=== TEXT PROVIDED ===
* * *

Connections are on my mind today, as I guess they are every other day as well, but today I’m reminded of the planets spinning, and how we are pulled into each other’s orbits, like planets.

I’ve got a theory that people are like planets –  some draw to each other gently, to slowly revolve around each other, in steady patterns, to remain in each other’s orbits, slowly rolling along.  These are our long term relationships – parents, siblings, life long friends.  Not that these relationships or “rotations” can’t be rocky – some are smooth, some are riddled with meteor showers and debris.

Then there’s other planets that gravitate towards each other with a vengeance, spin wildly together for just a minute, then as if suddenly repelled as quickly as they were linked divide and spin back out into the universe.  Those are the most fun, but can create the most havoc.  Here today, gone in a flash…  Why is that?

* * *

(Saved entries)
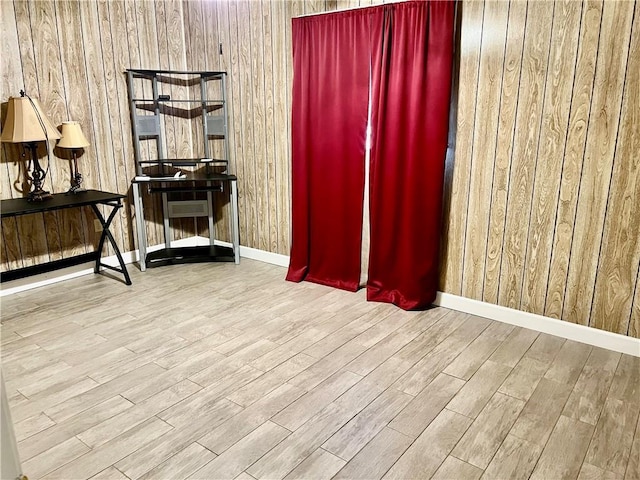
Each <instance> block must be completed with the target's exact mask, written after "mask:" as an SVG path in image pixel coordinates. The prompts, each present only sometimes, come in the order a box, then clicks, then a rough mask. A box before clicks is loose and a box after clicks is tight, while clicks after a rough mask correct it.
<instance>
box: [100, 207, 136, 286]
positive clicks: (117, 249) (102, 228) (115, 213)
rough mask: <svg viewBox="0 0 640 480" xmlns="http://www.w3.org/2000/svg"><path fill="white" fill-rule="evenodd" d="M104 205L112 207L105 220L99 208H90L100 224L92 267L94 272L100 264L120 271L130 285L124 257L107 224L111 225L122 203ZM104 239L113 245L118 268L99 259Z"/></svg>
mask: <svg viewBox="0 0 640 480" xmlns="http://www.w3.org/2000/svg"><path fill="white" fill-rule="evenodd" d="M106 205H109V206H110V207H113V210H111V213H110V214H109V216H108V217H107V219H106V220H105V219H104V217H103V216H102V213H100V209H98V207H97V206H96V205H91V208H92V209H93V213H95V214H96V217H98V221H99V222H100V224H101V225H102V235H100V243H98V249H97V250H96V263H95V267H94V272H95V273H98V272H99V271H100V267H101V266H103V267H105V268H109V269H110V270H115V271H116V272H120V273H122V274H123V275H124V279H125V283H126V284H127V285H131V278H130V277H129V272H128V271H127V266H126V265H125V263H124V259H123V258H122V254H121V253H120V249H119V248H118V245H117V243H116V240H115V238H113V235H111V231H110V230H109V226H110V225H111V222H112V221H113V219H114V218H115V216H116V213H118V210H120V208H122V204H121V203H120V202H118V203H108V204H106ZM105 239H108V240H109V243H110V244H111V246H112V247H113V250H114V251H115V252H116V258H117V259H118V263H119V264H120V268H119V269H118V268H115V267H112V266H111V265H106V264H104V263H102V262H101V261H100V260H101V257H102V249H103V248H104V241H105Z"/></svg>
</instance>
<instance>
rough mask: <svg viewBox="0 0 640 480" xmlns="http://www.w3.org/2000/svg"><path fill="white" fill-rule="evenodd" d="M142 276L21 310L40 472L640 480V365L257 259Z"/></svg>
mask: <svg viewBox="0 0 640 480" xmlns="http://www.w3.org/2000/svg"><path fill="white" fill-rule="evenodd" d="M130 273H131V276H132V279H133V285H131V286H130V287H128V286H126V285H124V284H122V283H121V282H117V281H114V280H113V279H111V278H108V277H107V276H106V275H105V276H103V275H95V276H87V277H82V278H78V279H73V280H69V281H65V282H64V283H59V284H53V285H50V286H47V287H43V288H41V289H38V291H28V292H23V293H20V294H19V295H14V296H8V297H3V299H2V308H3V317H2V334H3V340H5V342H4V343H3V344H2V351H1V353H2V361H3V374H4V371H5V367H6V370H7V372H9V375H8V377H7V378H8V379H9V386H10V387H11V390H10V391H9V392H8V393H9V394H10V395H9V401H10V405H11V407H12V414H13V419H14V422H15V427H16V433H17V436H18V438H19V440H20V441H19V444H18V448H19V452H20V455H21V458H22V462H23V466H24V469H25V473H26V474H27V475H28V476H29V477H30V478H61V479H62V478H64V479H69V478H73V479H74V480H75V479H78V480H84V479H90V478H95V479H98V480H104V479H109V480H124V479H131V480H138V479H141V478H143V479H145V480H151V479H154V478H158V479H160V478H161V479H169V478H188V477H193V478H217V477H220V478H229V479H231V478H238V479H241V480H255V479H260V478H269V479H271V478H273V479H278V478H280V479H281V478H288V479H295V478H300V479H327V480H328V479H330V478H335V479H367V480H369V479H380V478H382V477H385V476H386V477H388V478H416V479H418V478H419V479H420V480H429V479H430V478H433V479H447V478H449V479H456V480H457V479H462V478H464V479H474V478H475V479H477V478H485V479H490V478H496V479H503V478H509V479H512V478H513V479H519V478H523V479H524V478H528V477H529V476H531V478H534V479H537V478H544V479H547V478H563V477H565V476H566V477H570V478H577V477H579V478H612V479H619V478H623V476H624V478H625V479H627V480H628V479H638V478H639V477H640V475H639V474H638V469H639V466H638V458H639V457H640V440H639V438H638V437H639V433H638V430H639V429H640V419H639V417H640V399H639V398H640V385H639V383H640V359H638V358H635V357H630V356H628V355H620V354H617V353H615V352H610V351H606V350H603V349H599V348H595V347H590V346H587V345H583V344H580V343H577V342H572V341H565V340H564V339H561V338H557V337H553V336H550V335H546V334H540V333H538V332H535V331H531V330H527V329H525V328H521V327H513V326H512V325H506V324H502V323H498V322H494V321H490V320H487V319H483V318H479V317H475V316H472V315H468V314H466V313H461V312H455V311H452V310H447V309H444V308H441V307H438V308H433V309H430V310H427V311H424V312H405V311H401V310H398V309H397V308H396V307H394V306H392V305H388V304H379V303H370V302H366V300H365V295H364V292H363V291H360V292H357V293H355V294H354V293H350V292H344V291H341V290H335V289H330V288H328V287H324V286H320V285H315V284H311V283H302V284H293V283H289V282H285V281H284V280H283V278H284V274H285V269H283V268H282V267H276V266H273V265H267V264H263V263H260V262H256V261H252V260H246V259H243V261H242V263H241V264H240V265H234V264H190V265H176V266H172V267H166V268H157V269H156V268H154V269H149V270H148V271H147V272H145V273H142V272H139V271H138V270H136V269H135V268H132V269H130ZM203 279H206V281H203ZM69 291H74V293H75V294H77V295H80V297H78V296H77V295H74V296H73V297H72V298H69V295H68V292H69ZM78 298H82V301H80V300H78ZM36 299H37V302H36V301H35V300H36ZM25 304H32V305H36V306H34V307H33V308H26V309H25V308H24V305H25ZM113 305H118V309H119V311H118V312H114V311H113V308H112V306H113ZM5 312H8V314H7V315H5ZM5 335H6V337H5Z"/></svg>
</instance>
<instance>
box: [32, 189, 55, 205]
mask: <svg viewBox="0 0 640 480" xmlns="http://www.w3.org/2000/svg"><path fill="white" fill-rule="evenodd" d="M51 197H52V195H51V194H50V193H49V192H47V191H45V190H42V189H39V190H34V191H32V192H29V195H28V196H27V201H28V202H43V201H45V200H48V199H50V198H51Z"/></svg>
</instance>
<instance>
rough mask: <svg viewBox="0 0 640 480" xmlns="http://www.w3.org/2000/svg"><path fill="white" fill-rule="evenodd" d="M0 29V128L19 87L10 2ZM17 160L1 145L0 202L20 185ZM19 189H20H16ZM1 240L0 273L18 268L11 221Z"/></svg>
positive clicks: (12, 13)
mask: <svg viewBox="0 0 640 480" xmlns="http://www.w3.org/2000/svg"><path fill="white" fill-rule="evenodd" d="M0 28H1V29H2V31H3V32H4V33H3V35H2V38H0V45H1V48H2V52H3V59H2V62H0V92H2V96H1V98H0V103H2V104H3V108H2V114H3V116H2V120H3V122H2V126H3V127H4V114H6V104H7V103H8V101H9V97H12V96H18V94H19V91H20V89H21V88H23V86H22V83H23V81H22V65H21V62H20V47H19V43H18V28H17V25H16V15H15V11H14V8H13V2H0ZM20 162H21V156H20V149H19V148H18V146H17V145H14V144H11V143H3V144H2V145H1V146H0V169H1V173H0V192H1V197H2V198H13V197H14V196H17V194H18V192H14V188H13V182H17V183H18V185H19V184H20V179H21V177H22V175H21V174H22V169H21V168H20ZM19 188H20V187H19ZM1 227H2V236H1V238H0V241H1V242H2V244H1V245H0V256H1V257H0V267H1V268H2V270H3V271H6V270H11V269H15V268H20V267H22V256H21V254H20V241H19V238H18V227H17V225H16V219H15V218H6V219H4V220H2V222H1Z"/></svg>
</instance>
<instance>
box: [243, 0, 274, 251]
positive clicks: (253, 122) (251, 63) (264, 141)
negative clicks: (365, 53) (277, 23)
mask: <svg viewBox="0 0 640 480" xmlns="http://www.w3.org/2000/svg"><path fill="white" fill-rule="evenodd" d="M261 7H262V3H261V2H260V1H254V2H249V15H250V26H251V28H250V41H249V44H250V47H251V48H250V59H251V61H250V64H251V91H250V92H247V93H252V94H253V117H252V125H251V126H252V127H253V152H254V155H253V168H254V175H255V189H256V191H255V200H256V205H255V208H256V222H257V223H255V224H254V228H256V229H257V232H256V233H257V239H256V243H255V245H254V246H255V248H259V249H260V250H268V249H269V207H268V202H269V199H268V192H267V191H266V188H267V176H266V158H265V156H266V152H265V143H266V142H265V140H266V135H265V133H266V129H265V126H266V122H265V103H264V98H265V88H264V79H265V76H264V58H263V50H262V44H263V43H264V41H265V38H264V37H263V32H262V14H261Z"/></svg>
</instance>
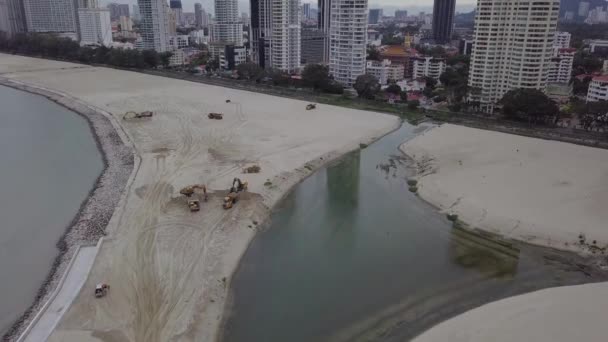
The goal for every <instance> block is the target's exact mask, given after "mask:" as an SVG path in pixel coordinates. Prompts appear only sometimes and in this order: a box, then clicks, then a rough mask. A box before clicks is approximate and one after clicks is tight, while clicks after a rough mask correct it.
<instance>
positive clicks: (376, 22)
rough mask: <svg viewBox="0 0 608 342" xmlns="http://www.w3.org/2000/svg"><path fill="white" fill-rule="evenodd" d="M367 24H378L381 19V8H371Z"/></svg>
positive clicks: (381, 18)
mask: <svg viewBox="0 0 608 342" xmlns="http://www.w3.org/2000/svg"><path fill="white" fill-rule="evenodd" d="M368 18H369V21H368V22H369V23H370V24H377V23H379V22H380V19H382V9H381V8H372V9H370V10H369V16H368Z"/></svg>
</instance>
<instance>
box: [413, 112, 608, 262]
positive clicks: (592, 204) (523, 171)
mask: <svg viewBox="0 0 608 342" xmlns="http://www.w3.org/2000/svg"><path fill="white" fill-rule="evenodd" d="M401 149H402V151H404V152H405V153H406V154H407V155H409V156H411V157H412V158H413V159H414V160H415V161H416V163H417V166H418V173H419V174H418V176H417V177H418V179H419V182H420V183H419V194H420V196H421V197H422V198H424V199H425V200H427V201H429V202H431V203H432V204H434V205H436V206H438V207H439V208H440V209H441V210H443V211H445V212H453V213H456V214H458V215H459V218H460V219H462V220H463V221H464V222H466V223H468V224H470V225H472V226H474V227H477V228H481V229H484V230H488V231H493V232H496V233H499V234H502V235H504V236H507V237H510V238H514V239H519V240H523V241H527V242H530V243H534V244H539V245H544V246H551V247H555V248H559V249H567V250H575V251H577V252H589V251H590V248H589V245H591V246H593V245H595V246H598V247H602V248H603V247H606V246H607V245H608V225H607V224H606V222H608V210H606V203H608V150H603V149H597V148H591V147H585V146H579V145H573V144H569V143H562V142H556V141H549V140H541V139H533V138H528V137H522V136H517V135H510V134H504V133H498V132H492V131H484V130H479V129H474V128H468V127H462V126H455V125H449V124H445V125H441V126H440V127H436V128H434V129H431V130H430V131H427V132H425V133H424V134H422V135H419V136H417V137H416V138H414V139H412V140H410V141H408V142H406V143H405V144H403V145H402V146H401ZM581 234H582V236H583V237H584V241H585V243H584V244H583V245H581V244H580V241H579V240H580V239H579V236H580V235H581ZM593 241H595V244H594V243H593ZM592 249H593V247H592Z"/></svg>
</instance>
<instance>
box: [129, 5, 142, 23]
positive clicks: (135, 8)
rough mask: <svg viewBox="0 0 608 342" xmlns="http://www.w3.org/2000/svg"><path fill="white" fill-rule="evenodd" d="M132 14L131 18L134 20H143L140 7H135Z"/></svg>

* * *

=== REQUEST A ===
Which long-term relationships does the piece on people as planets give as examples?
=== REQUEST B ===
Translate this sentence from the piece on people as planets into Spanish: "Those are the most fun, but can create the most havoc."
=== REQUEST C ===
Rewrite the passage of the piece on people as planets that begins at the words "Then there’s other" and stops after "Why is that?", changing "vengeance" to "fury".

=== EXPECTED OUTPUT A ===
parents, siblings, life long friends

=== EXPECTED OUTPUT B ===
Esas son las más divertidas, pero pueden causar el mayor caos.

=== EXPECTED OUTPUT C ===
Then there’s other planets that gravitate towards each other with a fury, spin wildly together for just a minute, then as if suddenly repelled as quickly as they were linked divide and spin back out into the universe.  Those are the most fun, but can create the most havoc.  Here today, gone in a flash…  Why is that?